= YOUR GOAL =
Down to the last line, set the entries down again exactly.

= SOURCE MATERIAL =
--------------------
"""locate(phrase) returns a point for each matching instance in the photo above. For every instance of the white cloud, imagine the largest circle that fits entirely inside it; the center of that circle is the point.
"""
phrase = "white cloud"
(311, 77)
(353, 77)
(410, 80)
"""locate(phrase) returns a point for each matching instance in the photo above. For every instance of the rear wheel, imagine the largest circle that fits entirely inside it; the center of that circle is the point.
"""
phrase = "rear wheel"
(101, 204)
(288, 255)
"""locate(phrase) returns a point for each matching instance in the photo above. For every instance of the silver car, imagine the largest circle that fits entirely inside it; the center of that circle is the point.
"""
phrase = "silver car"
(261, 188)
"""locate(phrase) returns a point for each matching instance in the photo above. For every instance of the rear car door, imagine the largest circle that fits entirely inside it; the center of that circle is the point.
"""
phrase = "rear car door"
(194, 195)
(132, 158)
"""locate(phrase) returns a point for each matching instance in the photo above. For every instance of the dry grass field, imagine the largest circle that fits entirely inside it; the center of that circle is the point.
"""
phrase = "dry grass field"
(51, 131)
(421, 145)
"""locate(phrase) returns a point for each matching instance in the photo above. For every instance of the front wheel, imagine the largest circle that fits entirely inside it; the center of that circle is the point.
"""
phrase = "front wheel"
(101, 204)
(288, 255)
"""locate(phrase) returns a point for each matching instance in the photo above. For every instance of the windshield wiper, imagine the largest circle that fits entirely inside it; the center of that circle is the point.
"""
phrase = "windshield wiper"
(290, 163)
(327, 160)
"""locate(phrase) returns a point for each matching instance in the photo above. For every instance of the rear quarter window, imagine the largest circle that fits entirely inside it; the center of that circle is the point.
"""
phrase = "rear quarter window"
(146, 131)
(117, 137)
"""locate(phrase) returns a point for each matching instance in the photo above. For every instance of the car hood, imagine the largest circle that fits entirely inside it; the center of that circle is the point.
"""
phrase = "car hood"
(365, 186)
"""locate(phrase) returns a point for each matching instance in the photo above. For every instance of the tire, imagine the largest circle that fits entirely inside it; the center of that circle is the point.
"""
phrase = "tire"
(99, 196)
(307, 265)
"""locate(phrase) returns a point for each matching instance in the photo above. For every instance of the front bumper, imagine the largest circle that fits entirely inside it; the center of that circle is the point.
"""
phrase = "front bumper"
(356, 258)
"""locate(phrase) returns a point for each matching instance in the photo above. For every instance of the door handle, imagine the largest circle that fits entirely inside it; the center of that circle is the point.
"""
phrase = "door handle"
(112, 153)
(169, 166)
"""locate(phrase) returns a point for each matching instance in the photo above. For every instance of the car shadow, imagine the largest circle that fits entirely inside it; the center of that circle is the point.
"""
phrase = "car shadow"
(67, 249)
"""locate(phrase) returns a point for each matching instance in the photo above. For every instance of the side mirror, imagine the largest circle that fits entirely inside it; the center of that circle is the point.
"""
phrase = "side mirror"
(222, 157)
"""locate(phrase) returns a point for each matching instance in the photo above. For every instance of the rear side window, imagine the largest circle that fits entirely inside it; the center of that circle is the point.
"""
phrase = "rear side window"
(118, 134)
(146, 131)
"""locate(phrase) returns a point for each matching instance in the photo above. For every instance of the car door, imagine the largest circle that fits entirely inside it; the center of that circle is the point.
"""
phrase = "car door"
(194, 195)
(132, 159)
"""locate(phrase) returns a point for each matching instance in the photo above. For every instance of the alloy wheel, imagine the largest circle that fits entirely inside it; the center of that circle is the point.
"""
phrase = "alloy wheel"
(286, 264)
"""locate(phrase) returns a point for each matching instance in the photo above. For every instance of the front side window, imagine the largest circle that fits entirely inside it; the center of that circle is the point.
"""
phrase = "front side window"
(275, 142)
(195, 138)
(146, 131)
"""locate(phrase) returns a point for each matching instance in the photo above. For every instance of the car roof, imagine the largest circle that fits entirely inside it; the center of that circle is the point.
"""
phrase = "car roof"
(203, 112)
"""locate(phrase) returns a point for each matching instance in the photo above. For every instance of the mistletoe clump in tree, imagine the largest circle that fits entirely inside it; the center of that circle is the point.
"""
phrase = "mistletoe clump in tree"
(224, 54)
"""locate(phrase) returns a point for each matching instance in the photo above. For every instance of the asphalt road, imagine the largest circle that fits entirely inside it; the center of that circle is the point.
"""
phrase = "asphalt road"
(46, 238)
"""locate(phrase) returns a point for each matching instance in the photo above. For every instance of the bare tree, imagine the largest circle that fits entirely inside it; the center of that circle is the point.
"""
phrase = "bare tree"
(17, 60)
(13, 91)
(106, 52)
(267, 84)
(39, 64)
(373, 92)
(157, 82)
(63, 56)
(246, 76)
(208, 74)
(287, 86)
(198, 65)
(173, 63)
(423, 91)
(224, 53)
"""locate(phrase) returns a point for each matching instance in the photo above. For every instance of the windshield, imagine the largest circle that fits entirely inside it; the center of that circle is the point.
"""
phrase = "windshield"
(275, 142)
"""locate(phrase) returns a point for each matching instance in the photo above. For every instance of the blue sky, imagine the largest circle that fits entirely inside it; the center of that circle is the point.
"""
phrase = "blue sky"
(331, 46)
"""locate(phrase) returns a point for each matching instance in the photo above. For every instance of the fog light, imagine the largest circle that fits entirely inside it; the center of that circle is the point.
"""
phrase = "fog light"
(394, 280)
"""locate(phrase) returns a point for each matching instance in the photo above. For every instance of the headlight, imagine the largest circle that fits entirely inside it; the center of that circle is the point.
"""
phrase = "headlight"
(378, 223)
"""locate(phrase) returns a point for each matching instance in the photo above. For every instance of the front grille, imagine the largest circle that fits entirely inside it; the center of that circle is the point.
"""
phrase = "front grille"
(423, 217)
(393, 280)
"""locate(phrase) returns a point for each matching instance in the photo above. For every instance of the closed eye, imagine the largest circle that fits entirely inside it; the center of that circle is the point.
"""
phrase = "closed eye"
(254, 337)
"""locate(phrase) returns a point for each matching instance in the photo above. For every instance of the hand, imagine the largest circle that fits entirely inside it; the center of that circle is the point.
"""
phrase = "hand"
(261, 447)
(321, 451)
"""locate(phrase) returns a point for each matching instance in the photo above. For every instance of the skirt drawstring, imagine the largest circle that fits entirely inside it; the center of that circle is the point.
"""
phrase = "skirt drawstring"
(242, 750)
--------------------
= EXERCISE OUTPUT =
"""locate(phrase) returns a point for each matching instance in the photo above. For every instance of the white cloud, imagine the largest circle that fits entirely inside it; the center of that circle is the point.
"""
phrase = "white cloud"
(311, 77)
(353, 77)
(410, 80)
"""locate(phrase) returns a point for each matching instance in the photo above. For every instance of the rear wheel, imagine the largest circle that fits entirely inside it; the center of that circle is the point.
"""
phrase = "rear wheel"
(101, 204)
(288, 255)
"""locate(phrase) returns a point for each matching instance in the photo above. For every instance of the silver car, imagine the largest circle that fits entirely inside it; the center of that circle is the point.
"""
phrase = "silver car"
(261, 188)
"""locate(phrase) returns a point for each matching instance in the photo above. For every instance of the rear car door, imagine the largest circle that fits entirely inside it; the center of that circle is the point.
"""
phrase = "rear car door"
(194, 195)
(132, 158)
"""locate(phrase) returns a point for each matching instance in the photo above. For every instance of the dry grass field, imagine the largest circle that fits entirely inside it; the center of that circle is the point.
"""
phrase = "dry grass field"
(51, 131)
(421, 145)
"""locate(phrase) returns a point for each matching instance in the photo above. For every instance of the front wheel, imagine the largest circle that fits entirely inside it; the center of that circle is the point.
"""
phrase = "front wheel"
(101, 204)
(288, 255)
"""locate(phrase) returns a point for each matching instance in the photo above. For every instance of the windshield wiper, imagine the largest circle that fits entirely inside it; the center of that circle is the point.
"""
phrase = "windshield wiper"
(290, 163)
(327, 160)
"""locate(phrase) returns a point for each matching instance in the photo above. For every instance of the rear quarter window, imagine the largest circle that fits entirely inside it; the center of that circle is the point.
"""
phrase = "rear quarter window"
(146, 131)
(117, 137)
"""locate(phrase) returns a point for each matching instance in the photo above. For every instance of the car hood, imagine the largest circle that fits entirely inside it; the center of that circle is the point.
"""
phrase = "car hood"
(365, 186)
"""locate(phrase) returns a point for each matching instance in the photo above. For every instance of the tire, imagine the largest circle that fits entirely inside it; the center of that circle is the point.
"""
phrase = "tire"
(99, 196)
(307, 265)
"""locate(phrase) returns a point for each matching instance in the photo above. For every instance of the front bumper, imagine the largest circle that fits entirely inside it; the center of that circle is the point.
"""
phrase = "front bumper"
(356, 258)
"""locate(phrase) returns a point for each matching instance in the photo above. For every instance of the door handle, imagine the largest circle that fits entirely inside it; the center of that circle is the point.
"""
phrase = "door handle"
(112, 153)
(169, 166)
"""locate(phrase) returns a point for each matching instance in the photo above. For every instance of the car shadow, imagine the largest circle that fits entirely inside it; the center of that circle is the point.
"""
phrase = "car shadow"
(67, 249)
"""locate(phrase) returns a point for each matching instance in the photo above. For every instance of the side mirror, imagine the largest circle that fits entirely inside it; the center of that circle is the point.
"""
phrase = "side mirror"
(222, 157)
"""locate(phrase) returns a point for each matching instance in the photo above. For every instance of the rear side window, imagine the largest circle that fits entirely inside it; the center of that circle is the point.
"""
phrase = "rear side window"
(118, 134)
(146, 131)
"""locate(phrase) returns a point for each matching instance in the photo above. For every instance of the car door, imagine the largest circle that fits entirely inside it; the center of that circle is the point.
"""
phrase = "car door"
(194, 195)
(132, 159)
"""locate(phrase) returns a point for each matching instance in the photo above. For every instance of the alloy wheel, imagine the largest circle that fits entirely inside it; the center of that circle is the point.
"""
phrase = "alloy wheel"
(286, 264)
"""locate(phrase) returns a point for each matching instance in the photo above. For every instance of the front side window, imagine the largest circle that fits entirely inside it; the center of that circle is the point.
"""
phrase = "front side window"
(275, 142)
(195, 138)
(146, 131)
"""locate(phrase) returns a point for each matching instance in the photo above. For every instance of the car roof, imagine the largest circle that fits entirely inside it; the center of that circle is the point.
"""
phrase = "car roof"
(203, 112)
"""locate(phrase) returns a point for each matching instance in the photo above. For every instance of the mistletoe clump in tree, imagine the largest circle that fits entirely inside it; the center of that circle is the point.
"""
phrase = "mistletoe clump in tree"
(224, 54)
"""locate(phrase) returns a point for each matching instance in the photo above. For every instance of the asphalt road, imagine the largest circle that fits entirely inside it; the center of that circle is the point.
"""
phrase = "asphalt road"
(46, 238)
"""locate(phrase) returns a point for each matching instance in the photo above. For every instance of the bare tree, imagine the largest circle that fits entirely inside it; the center of that circle is the point.
"""
phrase = "bare tree"
(17, 60)
(13, 91)
(106, 52)
(267, 84)
(39, 64)
(373, 92)
(157, 82)
(63, 56)
(246, 76)
(208, 74)
(287, 86)
(198, 65)
(173, 63)
(423, 91)
(224, 53)
"""locate(phrase) returns a point for each matching instance in the photo above. For every instance of the windshield, imagine the largest circle that fits entirely inside it; the center of that circle is the point.
"""
phrase = "windshield"
(275, 142)
"""locate(phrase) returns a point for each matching instance in the photo above. For every instance of the blue sky, imagine the largest circle that fits entirely inside it; the center of that circle is the point.
"""
phrase = "blue sky"
(331, 46)
"""locate(phrase) returns a point for each matching instance in the photo above. For every instance of the fog light, imagine the largest circle that fits entirely inside it; the center of that circle is the point.
"""
phrase = "fog light"
(394, 280)
"""locate(phrase) returns a point for each matching instance in the photo above. For every instance of the headlight, imagine the largest circle that fits entirely inside it; the center of that circle is the point.
"""
phrase = "headlight"
(378, 223)
"""locate(phrase) returns a point for each matching instance in the photo above. For every instance of the front grille, imagine the largest circle that fits entirely inside it; the center of that circle is the point.
"""
phrase = "front grille"
(423, 217)
(393, 280)
"""locate(phrase) returns a point for each matching instance in the photo above. For every instance of the closed eye, imagine the largest circle that fits entirely inside it; the center of that circle is the point.
"""
phrase = "closed eye"
(254, 337)
"""locate(phrase) returns a point for each matching instance in the photo above. For every instance of the hand, imagine the largest circle that fits entirely inside it; the center of that circle is the point.
"""
phrase = "hand"
(261, 447)
(321, 451)
"""locate(phrase) returns a point for each matching instance in the photo above. For every instance of the skirt drawstring, imagine the largest circle that fits entirely inside it; the center of that circle is the point.
"""
phrase = "skirt drawstring"
(242, 750)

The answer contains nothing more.